Directions:
Reproduce verbatim only the line that holds "Target: child in school uniform" and the lines that follow it to the end of the listing.

Provided information:
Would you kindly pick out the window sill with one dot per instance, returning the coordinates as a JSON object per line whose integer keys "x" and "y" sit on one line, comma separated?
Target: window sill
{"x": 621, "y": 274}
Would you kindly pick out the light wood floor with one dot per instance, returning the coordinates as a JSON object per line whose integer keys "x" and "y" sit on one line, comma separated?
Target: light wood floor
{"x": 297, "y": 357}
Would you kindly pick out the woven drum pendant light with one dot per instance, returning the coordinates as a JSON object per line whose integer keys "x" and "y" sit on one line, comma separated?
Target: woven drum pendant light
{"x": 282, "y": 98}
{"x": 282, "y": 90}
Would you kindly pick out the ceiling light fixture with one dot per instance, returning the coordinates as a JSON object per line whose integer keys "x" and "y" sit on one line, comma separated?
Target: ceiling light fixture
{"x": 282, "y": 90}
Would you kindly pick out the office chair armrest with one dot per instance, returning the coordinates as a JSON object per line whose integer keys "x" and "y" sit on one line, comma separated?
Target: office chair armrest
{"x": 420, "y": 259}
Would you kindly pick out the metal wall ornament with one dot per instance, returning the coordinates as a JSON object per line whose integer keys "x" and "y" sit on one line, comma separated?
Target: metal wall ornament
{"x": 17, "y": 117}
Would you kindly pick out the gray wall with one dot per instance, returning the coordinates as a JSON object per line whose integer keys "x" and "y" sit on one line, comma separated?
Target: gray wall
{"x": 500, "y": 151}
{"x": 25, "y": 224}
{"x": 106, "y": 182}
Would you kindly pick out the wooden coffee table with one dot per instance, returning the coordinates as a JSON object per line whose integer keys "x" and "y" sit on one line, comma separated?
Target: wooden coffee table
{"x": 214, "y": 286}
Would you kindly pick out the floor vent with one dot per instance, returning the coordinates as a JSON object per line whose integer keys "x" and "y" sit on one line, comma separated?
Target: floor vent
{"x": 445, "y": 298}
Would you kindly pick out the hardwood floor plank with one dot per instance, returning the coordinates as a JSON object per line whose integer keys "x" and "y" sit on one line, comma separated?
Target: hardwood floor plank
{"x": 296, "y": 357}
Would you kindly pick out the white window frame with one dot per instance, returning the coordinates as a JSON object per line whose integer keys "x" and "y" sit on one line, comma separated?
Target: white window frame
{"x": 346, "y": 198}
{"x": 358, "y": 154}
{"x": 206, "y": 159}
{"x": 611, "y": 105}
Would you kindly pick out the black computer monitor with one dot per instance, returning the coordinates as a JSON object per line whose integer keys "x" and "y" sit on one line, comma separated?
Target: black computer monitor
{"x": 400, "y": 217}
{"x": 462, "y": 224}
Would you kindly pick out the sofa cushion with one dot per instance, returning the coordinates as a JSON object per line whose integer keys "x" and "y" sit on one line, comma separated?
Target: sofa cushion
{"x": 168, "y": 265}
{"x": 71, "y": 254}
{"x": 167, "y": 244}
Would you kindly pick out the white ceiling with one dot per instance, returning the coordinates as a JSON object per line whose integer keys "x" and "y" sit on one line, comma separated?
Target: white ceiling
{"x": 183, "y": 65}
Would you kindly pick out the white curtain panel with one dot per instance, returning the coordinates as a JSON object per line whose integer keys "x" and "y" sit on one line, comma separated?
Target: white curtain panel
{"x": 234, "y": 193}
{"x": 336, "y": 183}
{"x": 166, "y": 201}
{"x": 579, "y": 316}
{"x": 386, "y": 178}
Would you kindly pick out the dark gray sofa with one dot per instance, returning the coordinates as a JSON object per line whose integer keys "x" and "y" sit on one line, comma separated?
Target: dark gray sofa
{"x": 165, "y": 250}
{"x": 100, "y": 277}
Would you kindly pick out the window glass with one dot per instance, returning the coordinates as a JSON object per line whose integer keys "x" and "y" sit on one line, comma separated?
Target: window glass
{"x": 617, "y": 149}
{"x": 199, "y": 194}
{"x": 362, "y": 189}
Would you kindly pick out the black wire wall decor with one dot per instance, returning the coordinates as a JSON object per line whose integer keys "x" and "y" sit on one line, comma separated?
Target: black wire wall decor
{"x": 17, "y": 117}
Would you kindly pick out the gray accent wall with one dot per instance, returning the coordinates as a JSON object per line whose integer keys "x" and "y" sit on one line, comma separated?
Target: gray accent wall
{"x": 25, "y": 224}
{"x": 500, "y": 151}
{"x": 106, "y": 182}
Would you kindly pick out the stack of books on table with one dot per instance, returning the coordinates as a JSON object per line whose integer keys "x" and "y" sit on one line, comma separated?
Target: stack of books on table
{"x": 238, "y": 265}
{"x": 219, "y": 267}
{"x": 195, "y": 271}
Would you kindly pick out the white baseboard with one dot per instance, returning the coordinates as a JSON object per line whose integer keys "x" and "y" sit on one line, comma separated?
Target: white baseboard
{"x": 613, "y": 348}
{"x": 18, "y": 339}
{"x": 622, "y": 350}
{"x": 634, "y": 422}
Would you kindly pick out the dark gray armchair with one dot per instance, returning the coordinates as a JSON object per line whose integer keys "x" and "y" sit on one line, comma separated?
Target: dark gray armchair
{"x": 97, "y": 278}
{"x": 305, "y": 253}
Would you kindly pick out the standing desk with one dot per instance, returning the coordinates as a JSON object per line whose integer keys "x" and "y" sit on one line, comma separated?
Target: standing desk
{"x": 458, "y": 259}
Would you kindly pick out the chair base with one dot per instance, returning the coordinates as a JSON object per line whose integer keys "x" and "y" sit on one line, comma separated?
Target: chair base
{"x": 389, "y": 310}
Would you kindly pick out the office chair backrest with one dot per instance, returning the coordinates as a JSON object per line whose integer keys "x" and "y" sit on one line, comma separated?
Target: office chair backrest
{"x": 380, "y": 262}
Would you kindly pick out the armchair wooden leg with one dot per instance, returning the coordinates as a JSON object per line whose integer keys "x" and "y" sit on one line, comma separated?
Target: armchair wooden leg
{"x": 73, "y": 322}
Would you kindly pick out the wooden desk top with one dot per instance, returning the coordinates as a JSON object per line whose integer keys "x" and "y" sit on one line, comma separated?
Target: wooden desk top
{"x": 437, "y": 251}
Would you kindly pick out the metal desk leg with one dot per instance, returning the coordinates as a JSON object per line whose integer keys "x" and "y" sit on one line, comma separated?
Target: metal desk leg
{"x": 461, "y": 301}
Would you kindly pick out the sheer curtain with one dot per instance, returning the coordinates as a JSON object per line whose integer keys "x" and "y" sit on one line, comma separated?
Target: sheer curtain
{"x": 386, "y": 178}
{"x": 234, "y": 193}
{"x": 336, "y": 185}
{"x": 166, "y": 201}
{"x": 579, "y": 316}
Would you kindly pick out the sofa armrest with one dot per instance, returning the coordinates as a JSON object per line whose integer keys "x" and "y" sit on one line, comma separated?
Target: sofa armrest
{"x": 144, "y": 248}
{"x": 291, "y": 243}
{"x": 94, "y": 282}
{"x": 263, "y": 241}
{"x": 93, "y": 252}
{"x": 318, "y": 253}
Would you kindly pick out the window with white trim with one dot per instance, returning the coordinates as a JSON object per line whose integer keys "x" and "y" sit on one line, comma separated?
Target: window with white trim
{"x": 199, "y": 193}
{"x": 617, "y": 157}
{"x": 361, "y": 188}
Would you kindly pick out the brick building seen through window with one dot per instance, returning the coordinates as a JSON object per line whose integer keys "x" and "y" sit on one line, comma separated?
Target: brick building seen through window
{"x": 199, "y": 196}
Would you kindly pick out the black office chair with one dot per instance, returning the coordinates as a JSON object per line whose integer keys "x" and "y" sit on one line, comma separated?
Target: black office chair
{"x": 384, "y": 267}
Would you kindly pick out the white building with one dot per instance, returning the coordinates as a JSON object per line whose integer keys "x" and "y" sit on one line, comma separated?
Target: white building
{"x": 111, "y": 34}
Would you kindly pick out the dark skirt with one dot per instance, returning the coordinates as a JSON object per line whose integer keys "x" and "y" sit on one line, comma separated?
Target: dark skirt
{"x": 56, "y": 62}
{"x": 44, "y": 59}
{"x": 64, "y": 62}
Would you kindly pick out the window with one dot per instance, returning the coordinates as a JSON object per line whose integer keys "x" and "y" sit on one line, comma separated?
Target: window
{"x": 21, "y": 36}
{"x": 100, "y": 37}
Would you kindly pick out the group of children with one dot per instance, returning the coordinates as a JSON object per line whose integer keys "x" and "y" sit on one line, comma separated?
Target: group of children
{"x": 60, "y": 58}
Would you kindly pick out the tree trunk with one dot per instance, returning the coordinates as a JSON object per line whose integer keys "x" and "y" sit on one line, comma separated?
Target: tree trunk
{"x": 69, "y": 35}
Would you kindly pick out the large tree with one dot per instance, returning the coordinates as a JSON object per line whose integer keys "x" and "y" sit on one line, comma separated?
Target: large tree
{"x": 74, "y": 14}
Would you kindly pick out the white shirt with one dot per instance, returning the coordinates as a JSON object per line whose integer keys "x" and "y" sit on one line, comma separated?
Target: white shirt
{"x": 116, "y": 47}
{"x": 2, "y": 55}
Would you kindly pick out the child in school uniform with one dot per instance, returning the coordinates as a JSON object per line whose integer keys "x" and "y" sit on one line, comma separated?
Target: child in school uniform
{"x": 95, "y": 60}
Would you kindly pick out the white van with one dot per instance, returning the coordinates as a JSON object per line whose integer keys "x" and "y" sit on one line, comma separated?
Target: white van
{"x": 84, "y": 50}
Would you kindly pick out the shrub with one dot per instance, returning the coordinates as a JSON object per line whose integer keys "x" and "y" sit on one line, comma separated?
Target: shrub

Solution for this exercise:
Target: child in school uniform
{"x": 95, "y": 60}
Would you kindly pick out the white van with one dot per instance, returning the coordinates as a JSON object per line whose integer keys "x" and "y" sit on one line, comma separated?
Target: white van
{"x": 84, "y": 50}
Would you kindly pick out the shrub with one dot per instance, returning the coordinates as a JSON object per line whose integer keys "x" and "y" sit on one line, comma separated?
Target: shrub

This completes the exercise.